Rows from the dataset:
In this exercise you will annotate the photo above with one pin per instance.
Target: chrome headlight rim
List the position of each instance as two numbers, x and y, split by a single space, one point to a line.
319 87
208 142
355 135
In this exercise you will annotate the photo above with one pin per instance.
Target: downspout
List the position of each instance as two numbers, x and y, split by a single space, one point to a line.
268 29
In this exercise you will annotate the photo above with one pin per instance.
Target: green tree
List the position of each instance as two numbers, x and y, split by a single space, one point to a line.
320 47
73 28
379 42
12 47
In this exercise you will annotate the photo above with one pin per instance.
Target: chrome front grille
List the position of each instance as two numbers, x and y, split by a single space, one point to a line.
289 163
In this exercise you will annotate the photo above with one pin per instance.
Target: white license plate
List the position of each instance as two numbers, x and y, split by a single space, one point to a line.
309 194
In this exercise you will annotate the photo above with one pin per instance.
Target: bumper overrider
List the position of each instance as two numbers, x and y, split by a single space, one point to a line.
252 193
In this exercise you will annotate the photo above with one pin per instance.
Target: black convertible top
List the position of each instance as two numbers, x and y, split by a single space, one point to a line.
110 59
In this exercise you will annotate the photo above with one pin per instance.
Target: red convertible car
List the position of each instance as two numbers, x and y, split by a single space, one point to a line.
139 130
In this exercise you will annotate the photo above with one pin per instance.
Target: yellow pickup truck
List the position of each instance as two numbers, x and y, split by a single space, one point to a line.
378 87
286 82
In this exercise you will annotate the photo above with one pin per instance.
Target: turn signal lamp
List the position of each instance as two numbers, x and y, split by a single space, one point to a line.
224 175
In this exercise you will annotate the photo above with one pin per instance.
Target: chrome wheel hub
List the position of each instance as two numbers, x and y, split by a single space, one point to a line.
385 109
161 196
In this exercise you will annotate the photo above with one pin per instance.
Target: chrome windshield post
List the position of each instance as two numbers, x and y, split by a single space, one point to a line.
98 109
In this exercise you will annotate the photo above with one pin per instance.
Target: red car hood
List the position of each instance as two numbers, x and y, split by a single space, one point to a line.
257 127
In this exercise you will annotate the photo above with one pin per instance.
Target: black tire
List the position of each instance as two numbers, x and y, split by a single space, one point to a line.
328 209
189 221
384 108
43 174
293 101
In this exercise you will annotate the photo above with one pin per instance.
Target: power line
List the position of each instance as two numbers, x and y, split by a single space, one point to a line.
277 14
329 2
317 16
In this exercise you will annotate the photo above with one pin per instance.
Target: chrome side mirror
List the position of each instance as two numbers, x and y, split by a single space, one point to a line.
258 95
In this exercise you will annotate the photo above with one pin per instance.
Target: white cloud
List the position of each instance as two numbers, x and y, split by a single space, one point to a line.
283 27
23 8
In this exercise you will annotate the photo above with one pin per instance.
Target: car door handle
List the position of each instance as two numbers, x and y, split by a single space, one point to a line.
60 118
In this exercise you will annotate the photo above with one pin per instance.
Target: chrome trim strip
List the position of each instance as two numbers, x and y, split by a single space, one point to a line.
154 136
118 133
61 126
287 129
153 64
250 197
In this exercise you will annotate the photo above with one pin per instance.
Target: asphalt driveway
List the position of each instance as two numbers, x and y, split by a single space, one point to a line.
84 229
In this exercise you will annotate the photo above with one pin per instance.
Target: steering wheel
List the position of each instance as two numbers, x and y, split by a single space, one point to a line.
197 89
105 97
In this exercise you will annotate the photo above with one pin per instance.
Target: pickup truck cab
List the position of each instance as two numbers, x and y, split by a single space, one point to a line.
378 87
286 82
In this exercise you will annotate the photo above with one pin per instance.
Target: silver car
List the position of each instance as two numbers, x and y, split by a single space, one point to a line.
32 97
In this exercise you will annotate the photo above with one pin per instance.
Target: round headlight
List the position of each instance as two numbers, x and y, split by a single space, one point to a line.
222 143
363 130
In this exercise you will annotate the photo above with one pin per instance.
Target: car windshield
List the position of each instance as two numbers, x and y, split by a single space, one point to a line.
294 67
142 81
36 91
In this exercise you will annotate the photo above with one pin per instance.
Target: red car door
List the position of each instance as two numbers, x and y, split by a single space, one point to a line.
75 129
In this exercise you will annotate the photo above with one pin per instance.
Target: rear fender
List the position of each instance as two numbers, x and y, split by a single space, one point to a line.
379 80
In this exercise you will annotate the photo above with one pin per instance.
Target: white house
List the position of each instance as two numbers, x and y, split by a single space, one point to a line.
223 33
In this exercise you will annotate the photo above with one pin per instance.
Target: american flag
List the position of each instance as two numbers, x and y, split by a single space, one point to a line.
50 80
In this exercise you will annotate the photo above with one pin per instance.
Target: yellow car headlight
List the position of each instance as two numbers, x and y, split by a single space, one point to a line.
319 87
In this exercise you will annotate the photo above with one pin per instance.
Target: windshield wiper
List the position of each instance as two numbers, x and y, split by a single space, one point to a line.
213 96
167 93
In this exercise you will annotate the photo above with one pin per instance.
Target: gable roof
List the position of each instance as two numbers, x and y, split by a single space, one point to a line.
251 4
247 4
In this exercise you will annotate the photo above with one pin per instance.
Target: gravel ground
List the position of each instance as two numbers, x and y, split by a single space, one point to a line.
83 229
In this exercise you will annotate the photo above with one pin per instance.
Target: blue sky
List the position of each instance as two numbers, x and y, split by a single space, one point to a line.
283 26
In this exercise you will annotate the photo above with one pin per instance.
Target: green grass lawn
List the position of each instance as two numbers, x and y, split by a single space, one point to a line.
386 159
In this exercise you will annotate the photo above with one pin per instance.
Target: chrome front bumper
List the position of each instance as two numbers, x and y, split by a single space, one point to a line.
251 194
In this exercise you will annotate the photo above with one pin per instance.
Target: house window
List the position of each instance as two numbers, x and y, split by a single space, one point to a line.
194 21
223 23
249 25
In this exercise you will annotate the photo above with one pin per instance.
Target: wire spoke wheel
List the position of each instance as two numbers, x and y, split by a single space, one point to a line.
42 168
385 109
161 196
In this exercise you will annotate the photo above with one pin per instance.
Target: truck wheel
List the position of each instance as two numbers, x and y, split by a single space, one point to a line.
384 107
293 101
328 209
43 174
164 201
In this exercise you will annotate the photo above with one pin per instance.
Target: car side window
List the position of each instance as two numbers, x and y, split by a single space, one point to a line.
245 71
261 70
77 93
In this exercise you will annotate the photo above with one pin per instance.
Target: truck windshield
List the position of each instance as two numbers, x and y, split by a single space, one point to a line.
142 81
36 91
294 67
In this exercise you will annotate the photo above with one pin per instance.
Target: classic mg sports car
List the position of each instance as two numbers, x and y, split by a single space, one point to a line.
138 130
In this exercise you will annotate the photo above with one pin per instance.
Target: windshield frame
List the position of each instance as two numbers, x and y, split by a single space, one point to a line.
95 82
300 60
---
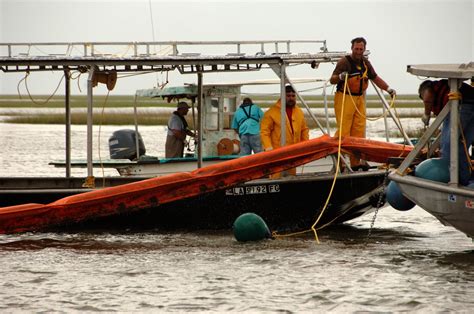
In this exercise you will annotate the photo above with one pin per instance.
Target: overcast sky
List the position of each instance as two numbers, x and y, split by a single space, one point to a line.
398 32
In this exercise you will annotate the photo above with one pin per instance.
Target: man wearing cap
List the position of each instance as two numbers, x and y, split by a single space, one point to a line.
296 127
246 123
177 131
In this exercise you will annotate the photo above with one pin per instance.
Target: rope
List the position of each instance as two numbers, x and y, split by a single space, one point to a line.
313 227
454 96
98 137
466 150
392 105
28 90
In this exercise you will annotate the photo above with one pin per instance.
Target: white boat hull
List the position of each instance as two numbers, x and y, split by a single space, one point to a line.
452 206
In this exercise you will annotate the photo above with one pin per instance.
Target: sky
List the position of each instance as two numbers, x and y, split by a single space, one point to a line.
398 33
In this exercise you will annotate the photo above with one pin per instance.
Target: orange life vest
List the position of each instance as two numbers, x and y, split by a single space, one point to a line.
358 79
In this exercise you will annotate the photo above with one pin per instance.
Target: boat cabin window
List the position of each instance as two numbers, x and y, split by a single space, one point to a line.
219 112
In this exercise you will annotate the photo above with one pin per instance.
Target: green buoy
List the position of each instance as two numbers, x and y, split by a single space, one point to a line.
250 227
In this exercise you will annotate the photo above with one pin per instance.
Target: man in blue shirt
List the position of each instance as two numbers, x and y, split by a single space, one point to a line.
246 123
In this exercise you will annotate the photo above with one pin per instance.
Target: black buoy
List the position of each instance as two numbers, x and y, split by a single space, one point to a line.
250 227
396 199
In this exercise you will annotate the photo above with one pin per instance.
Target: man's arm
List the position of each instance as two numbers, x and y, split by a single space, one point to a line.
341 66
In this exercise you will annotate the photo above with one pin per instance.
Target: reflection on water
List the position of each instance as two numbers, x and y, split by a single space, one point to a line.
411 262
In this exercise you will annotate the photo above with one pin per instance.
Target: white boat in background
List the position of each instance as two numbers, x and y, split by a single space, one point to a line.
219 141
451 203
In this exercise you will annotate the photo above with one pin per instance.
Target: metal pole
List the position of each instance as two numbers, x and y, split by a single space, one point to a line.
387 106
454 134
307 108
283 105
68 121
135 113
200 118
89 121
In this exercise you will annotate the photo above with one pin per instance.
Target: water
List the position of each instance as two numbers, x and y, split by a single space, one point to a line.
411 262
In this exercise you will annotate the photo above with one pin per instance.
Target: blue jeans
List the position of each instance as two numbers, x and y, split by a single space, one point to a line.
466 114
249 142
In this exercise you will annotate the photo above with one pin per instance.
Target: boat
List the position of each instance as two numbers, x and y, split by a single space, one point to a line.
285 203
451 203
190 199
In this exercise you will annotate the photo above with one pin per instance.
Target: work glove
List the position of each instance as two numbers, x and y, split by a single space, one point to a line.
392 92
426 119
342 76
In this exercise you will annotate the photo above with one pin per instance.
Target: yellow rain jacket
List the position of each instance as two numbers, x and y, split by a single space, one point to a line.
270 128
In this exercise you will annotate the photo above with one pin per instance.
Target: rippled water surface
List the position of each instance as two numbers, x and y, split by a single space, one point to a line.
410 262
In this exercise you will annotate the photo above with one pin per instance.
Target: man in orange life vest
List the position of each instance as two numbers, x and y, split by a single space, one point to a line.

Directive: How many lines in the rows above contain the word "side"? Reply with the number alone.

Result of the task: 2